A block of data
::::

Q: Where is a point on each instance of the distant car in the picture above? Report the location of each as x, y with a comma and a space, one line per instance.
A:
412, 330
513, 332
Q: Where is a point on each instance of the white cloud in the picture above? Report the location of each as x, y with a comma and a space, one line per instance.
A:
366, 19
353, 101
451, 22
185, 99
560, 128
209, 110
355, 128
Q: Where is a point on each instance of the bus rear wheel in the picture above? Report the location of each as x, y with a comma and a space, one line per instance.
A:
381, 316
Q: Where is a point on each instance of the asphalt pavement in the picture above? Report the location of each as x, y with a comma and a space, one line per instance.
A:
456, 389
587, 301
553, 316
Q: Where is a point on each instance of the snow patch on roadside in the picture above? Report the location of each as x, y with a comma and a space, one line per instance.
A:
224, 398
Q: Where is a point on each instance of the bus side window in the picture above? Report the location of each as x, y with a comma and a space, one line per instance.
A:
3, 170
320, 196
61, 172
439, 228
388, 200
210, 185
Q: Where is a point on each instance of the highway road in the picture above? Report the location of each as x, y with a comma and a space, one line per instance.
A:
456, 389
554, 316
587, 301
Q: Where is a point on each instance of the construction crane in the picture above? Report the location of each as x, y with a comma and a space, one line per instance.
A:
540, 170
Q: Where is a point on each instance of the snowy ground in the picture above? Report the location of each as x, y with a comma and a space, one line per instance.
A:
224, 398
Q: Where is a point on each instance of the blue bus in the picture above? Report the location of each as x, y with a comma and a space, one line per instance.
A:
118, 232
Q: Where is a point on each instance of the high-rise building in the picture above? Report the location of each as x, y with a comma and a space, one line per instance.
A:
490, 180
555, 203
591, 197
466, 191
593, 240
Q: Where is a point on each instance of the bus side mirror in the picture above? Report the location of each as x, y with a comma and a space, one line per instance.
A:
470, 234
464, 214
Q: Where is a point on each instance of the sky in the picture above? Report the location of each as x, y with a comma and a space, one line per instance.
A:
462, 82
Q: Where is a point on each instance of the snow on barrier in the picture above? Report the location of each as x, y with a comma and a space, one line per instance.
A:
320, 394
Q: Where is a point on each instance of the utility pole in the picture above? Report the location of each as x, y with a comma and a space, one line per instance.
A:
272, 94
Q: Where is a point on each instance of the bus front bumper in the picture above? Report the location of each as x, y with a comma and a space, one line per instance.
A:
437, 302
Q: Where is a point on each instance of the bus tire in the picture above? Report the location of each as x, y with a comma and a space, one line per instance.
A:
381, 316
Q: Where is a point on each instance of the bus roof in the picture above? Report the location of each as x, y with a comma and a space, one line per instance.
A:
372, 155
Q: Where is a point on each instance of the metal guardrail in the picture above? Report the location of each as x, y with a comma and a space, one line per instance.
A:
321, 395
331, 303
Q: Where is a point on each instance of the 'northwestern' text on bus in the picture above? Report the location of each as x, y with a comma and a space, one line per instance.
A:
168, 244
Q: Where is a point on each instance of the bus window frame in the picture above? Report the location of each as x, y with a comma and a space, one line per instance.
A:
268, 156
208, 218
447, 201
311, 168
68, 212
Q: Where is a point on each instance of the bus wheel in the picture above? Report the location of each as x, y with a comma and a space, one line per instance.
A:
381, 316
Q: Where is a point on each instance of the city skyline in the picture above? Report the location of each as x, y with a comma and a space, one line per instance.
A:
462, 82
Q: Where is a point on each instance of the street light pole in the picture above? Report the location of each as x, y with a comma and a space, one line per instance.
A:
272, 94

::::

**TASK REQUIREMENTS:**
Give an exact copy of all the data shown above.

**ANSWER TO THIS EXERCISE:**
Q: Where is a point on each instance of the distant car in the picture above? Report the location of each as x, y with a comma and a space, one line per instance.
A:
412, 330
513, 332
Q: Where is a point on each instance of the white cloud in the picture above? Report the location of each as x, y with a comma and a space, one line per instance.
A:
366, 19
353, 101
451, 22
185, 99
560, 128
209, 110
355, 128
Q: Where is a point on each instance of the bus rear wheel in the picture above? Report the location of each as x, y with a comma and a space, one line per instance.
A:
381, 316
Q: Where is a point on each instance of the asphalt pavement in the picture above? Report the location of each as x, y with a comma and a space, one line per instance.
A:
456, 389
587, 301
553, 316
Q: Where is a point on each instance of the snow patch on roadside in the picture above? Report the location of each as x, y with a comma and a space, one line per instance.
A:
224, 398
Q: Where is a point on each instance of the bus side window in the picture above? Report the location of each as x, y with a comma and a space, one line per instance.
A:
3, 170
320, 196
61, 172
439, 228
388, 200
210, 185
Q: Where is a point on each instance of the highway road in the picture above? Report the location of each as x, y with a comma and a space, one line per instance.
A:
456, 389
554, 316
587, 301
Q: Where is a point on each instance of the construction crane in the picture above? Report the location of each as x, y with a comma and a space, one line per instance.
A:
540, 170
Q: Where is a point on each instance of the snowy ground in the picture above? Report the location of each as x, y with a comma and a space, one line per instance.
A:
224, 398
Q: Where is a point on each instance of the blue bus in the picture above? Report the location of each as x, y with a comma and a space, one line per instance.
A:
118, 232
Q: Where is a point on each instance of the high-rise building in the picture above? Report the location of each as x, y with a comma and a space, one line per instance.
A:
490, 180
555, 203
591, 197
466, 191
593, 240
Q: Where is a point on each instance of the bus side mirror in the picture above? Report the location of each as x, y with a comma and a space, one line per instance.
A:
470, 234
464, 214
Q: Where is a point on each instance of the sky in the picture above? Report the location of each as x, y with a comma and a space, one line per instance.
A:
462, 82
Q: Where is a point on each instance of the snow on barrier in the picture above? Report the location of each as x, y with a comma and a space, one line per instance.
A:
320, 394
Q: Where is a point on each instance of the utility pole in the picture above? Report the location of each as x, y with a comma and a space, one line per instance.
A:
272, 94
Q: Where is a point on each instance of the bus front bumper in the picture above? Report the location of each as x, y with a comma and a space, one line per instance.
A:
437, 302
Q: Where is a point on each instance of the bus tire in the picture above? Report the location of each as x, y with a comma and a space, one line per instance.
A:
381, 316
Q: Where is a point on each instance of the bus roof in the picture above? Report the location of each as x, y with a comma and a space, one line per instance.
A:
372, 155
Q: Where is a point on each instance of the metal guardrail in the picture above? Report the location of each as x, y with a comma and a space, one line per instance.
A:
321, 395
331, 303
Q: Where is a point on each instance of the 'northwestern' text on bus in the picture above? Report the location of each as x, y with a comma and a space, one line per instance.
A:
168, 244
Q: Where is a point on each instance of the bus window frame in the picture above? Report the location of each as x, y with a comma and a space, one line per instance.
A:
268, 156
208, 218
447, 201
311, 168
68, 212
Q: Where is a point on each instance of the bus wheel in the picture above? Report the location of each as x, y with a comma and a space, one line per instance.
A:
381, 316
Q: Where is a point on each instance of the city skyline in the picture above? Report the location of each as x, y with a comma and a space, one line per instance.
A:
462, 82
Q: Where is a point on each instance of the street light pole in the picture above? Report the location of each as x, y with a comma and a space, one line per instance.
A:
272, 94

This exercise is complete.